What is needed: What lines below contain the word "rolled"? Please pull each one out.

BEGIN

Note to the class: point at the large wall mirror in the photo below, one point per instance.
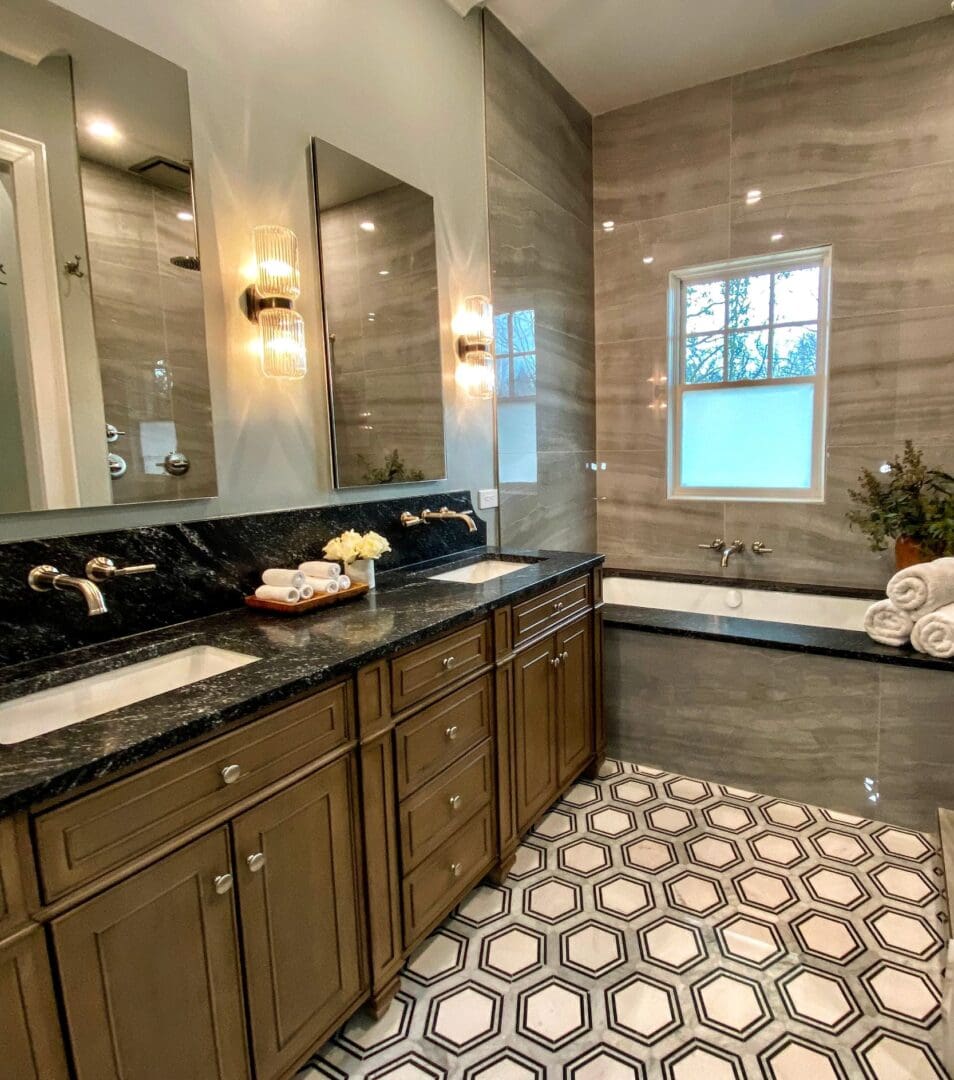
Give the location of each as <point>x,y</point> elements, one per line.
<point>383,334</point>
<point>104,376</point>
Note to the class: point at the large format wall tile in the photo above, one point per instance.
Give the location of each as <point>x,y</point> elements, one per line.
<point>630,393</point>
<point>872,106</point>
<point>663,157</point>
<point>632,296</point>
<point>541,256</point>
<point>797,726</point>
<point>892,237</point>
<point>536,127</point>
<point>641,528</point>
<point>916,747</point>
<point>890,378</point>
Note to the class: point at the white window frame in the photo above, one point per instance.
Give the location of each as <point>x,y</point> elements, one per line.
<point>736,268</point>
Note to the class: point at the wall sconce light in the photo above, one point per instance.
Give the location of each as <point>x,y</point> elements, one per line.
<point>278,284</point>
<point>474,326</point>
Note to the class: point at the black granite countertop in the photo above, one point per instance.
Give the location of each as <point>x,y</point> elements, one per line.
<point>296,656</point>
<point>849,644</point>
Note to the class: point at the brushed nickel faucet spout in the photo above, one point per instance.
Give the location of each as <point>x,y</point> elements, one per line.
<point>41,579</point>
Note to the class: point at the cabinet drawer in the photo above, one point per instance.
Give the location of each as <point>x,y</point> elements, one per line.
<point>536,616</point>
<point>79,840</point>
<point>433,739</point>
<point>417,675</point>
<point>445,876</point>
<point>432,814</point>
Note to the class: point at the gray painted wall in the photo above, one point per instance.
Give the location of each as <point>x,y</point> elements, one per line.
<point>851,147</point>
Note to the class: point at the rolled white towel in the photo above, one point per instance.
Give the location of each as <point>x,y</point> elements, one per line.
<point>279,594</point>
<point>319,585</point>
<point>924,588</point>
<point>290,579</point>
<point>886,624</point>
<point>321,569</point>
<point>934,633</point>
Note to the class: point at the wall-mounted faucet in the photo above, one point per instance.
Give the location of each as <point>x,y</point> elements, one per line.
<point>99,569</point>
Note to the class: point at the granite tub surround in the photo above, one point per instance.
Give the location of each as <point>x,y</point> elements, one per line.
<point>861,738</point>
<point>851,147</point>
<point>202,567</point>
<point>540,203</point>
<point>295,658</point>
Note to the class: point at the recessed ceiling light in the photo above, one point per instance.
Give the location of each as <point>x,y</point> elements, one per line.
<point>104,129</point>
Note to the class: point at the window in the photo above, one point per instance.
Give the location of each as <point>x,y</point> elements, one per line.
<point>748,379</point>
<point>515,352</point>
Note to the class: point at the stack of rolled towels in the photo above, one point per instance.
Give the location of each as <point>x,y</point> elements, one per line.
<point>309,580</point>
<point>919,608</point>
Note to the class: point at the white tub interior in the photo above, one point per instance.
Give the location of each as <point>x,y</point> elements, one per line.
<point>805,609</point>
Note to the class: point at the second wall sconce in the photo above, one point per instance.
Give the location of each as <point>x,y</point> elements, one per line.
<point>474,326</point>
<point>269,302</point>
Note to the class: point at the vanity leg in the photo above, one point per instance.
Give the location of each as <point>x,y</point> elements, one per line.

END

Response for this exercise:
Note to the class: point at the rolled white towel in the photo above, one point per instance.
Note to the class: point at the stack of rolled towels in the photo above, one point per instance.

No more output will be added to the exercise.